● The exercise
Output the line that contains "the white plate" and every line after it to the end of the entries, with nothing added or left out.

● Exercise materials
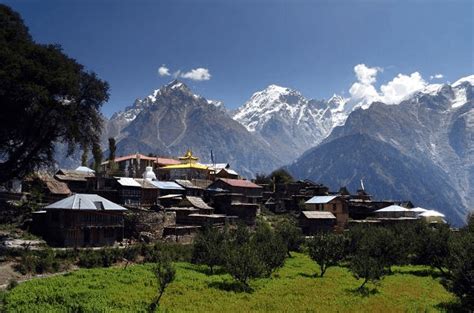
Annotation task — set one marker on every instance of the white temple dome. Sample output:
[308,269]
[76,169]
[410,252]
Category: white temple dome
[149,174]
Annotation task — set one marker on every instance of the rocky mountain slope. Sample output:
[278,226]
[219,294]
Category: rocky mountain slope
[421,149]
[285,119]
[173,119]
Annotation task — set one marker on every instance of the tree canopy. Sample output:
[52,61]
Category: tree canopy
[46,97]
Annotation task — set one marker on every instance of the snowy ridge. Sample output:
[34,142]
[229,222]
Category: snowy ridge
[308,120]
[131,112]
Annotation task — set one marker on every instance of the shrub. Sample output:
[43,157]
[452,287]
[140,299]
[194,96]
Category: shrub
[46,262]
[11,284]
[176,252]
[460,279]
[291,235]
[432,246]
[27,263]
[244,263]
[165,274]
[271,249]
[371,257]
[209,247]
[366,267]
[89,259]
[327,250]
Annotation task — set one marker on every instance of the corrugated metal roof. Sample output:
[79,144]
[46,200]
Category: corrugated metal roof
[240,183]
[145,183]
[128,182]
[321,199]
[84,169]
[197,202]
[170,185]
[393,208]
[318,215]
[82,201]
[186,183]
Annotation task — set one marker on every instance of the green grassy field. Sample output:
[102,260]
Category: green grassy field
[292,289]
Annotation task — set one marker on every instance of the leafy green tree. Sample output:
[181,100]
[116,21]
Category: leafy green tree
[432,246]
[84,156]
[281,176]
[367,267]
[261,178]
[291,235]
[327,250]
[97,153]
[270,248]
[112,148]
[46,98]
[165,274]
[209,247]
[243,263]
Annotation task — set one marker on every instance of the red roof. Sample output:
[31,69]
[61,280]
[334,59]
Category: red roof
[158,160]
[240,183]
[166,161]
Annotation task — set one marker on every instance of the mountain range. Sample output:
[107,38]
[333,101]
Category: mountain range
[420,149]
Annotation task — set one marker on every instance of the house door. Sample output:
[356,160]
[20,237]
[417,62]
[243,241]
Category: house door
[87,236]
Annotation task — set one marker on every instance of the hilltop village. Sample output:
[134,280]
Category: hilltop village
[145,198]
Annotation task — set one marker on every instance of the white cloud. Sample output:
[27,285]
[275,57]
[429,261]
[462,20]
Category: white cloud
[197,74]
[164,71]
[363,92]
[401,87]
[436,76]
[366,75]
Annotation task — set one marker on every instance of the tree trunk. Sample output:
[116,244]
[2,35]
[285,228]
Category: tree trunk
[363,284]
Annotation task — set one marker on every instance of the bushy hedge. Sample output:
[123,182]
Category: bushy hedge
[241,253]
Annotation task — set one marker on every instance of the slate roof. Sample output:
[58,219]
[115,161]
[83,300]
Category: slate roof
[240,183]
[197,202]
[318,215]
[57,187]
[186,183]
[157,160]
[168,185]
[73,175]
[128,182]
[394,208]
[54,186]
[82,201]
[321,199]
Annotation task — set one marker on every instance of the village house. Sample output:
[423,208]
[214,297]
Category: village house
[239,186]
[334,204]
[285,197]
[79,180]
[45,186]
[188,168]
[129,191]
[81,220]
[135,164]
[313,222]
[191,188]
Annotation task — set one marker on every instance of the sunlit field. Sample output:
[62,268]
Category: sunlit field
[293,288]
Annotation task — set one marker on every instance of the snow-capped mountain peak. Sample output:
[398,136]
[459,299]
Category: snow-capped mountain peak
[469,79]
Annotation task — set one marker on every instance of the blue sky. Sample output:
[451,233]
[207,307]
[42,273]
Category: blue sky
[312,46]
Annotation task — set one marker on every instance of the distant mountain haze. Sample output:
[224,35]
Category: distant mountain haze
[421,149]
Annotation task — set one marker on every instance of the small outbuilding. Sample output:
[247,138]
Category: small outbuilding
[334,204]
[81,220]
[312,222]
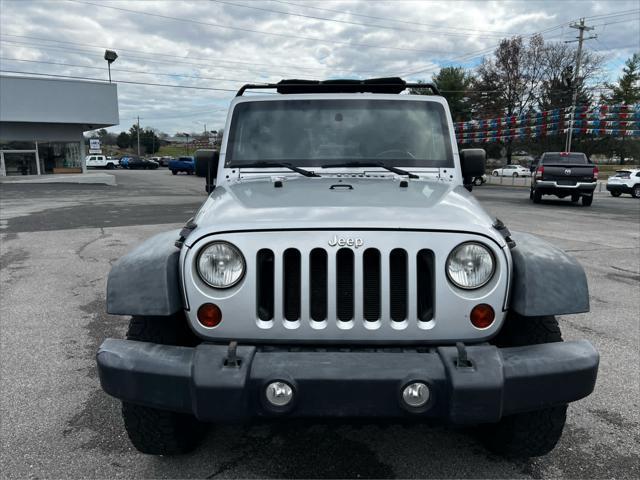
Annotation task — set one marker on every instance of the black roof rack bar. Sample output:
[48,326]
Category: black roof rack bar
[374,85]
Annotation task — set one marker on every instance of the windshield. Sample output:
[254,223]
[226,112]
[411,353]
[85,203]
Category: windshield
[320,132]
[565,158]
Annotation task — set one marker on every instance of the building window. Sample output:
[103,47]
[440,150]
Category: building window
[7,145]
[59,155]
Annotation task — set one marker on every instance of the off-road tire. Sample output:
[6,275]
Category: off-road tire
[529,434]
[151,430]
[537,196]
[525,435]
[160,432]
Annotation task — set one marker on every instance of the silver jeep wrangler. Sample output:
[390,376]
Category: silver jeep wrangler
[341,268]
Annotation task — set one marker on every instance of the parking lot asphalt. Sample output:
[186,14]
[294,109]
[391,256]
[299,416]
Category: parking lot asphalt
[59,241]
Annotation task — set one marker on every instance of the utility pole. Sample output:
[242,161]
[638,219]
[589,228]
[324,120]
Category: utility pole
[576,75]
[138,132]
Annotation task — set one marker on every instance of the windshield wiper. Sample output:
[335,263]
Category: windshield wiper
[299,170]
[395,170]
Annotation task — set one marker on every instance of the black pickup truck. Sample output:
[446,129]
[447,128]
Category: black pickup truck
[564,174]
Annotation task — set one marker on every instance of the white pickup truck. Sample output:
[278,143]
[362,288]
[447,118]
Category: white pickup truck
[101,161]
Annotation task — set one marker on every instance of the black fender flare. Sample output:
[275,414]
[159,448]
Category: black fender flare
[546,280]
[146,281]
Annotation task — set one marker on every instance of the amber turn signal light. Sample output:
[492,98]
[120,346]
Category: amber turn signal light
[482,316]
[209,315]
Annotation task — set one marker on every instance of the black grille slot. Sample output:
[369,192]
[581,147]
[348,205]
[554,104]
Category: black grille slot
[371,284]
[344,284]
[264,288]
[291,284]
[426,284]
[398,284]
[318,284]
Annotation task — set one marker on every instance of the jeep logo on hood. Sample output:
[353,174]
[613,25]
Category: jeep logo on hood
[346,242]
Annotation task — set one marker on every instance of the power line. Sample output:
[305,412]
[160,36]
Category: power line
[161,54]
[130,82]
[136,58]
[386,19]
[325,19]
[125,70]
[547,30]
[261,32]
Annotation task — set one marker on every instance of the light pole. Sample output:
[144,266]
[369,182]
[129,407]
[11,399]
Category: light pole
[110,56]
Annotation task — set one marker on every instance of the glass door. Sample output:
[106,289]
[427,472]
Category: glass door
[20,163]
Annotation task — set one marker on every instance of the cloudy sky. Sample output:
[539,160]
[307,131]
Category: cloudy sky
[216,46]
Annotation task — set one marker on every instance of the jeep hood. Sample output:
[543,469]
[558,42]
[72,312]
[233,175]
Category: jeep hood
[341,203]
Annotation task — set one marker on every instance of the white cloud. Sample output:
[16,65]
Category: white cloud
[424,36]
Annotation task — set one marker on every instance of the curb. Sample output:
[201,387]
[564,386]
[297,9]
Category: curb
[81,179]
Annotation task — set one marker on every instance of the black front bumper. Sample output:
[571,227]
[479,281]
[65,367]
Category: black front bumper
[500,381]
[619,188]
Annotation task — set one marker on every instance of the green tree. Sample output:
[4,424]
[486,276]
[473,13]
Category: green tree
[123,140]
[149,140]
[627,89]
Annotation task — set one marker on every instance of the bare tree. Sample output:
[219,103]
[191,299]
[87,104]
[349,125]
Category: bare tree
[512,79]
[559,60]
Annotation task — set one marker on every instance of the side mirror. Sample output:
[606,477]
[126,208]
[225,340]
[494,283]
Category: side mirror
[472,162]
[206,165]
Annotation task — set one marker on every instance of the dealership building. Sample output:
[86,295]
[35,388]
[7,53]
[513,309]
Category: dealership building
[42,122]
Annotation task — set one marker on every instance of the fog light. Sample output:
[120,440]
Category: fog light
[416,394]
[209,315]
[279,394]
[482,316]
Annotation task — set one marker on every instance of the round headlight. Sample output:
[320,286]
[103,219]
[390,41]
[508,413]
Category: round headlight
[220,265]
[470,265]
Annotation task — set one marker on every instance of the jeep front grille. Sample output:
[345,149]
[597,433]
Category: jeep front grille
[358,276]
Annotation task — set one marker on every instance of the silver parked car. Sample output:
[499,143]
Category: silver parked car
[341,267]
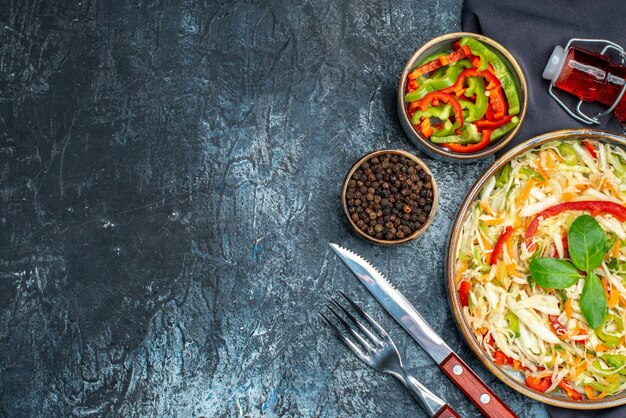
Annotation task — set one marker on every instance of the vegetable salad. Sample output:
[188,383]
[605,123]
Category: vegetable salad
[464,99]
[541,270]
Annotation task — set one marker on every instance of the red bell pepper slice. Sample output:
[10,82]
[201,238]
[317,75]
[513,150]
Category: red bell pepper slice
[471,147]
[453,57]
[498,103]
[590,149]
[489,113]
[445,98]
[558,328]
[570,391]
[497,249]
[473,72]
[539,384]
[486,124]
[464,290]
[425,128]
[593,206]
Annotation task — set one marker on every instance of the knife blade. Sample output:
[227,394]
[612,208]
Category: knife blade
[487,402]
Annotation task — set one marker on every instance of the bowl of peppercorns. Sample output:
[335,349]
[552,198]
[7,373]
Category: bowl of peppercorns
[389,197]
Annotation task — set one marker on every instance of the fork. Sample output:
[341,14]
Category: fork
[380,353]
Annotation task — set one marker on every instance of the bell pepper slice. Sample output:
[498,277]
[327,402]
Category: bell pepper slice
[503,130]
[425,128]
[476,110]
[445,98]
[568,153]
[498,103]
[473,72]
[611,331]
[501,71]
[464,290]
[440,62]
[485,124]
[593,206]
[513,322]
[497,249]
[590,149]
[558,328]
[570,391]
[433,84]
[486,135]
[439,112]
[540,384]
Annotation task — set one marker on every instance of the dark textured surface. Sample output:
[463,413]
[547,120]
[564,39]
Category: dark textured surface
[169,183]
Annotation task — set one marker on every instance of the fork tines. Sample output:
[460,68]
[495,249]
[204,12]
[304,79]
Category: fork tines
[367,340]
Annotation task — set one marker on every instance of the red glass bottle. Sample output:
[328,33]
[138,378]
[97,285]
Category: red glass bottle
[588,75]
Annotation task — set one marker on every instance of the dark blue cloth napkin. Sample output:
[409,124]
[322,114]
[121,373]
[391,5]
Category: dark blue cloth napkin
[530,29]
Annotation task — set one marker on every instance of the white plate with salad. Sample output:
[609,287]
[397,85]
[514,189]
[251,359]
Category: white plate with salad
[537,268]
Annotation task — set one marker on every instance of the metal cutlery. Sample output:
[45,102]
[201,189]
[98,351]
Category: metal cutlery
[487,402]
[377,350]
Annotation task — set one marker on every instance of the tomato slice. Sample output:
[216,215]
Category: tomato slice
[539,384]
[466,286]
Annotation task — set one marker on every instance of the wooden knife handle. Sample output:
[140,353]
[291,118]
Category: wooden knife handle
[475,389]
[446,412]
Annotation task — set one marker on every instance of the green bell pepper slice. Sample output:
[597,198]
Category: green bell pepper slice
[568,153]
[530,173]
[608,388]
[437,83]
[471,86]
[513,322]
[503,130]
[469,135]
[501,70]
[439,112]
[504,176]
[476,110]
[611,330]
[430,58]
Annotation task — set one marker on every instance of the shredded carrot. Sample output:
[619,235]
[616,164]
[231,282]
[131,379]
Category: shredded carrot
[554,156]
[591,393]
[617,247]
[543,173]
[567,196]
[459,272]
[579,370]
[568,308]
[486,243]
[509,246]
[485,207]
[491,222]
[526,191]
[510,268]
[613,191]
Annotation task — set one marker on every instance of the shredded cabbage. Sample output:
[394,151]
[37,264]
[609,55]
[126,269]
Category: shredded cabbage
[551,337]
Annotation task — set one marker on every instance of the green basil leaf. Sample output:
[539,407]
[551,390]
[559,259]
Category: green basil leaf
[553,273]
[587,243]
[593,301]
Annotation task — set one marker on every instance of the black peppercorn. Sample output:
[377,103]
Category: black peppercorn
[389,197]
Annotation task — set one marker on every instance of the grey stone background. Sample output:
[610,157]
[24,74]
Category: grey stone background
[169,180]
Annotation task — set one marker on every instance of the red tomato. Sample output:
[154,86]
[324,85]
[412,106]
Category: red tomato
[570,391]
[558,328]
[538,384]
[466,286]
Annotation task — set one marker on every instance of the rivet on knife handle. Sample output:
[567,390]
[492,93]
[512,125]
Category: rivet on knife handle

● Result
Annotation task — set one marker on every instance of the white plate with salad. Sample output:
[609,287]
[397,85]
[514,189]
[251,359]
Category: white plate with salad
[537,268]
Annotation task — set one marker on every instance of the metal cutlery. Sample output:
[45,102]
[201,189]
[98,351]
Category: metal cutlery
[487,402]
[377,350]
Annotation task — set one marker on every instance of the tomato slice. Sample output:
[216,215]
Category: tomato slice
[539,384]
[466,286]
Annotation task — set one marker on every instance of the wooden knife handle. Sample output:
[140,353]
[291,118]
Category: wooden knife handle
[475,389]
[446,412]
Annotation task — set one marker on every instance of the green bell pepper slice. Sample output:
[597,198]
Category: green bell pepper slice
[568,153]
[530,173]
[608,388]
[437,83]
[471,86]
[513,322]
[503,130]
[469,135]
[501,70]
[439,112]
[504,176]
[476,110]
[611,330]
[430,58]
Annotation task — set one marker on every instance of the shredded carrot. Sample output:
[619,235]
[616,164]
[231,282]
[131,379]
Category: shredded carrot
[554,156]
[591,393]
[617,247]
[543,173]
[567,196]
[459,272]
[579,370]
[568,308]
[486,243]
[509,246]
[485,207]
[491,222]
[526,191]
[510,268]
[613,191]
Annotation task — set one marker on every instance of the shredded cabbage. Sample output:
[394,151]
[37,264]
[609,55]
[126,269]
Category: shredded cabbage
[551,337]
Annotation task — set one marker on every instance of the green basil leaf. Sample output:
[539,407]
[551,390]
[559,259]
Category: green basil leaf
[553,273]
[587,243]
[593,301]
Annotation task — set one marker on every instance of the black peppercorn. Sample output:
[377,103]
Category: black peppercorn
[389,197]
Annotation task — set one marker on every instance of the grey stone background. Sample output:
[610,157]
[24,74]
Category: grey stone background
[169,180]
Annotation task — set one marker on every instance of the red tomato. Sample output:
[154,86]
[324,85]
[412,106]
Category: red tomato
[570,391]
[558,328]
[538,384]
[466,286]
Annotation task — set one marker on every instance of the rivet on knife handle. Sample output:
[567,390]
[492,93]
[512,125]
Category: rivet on knife handle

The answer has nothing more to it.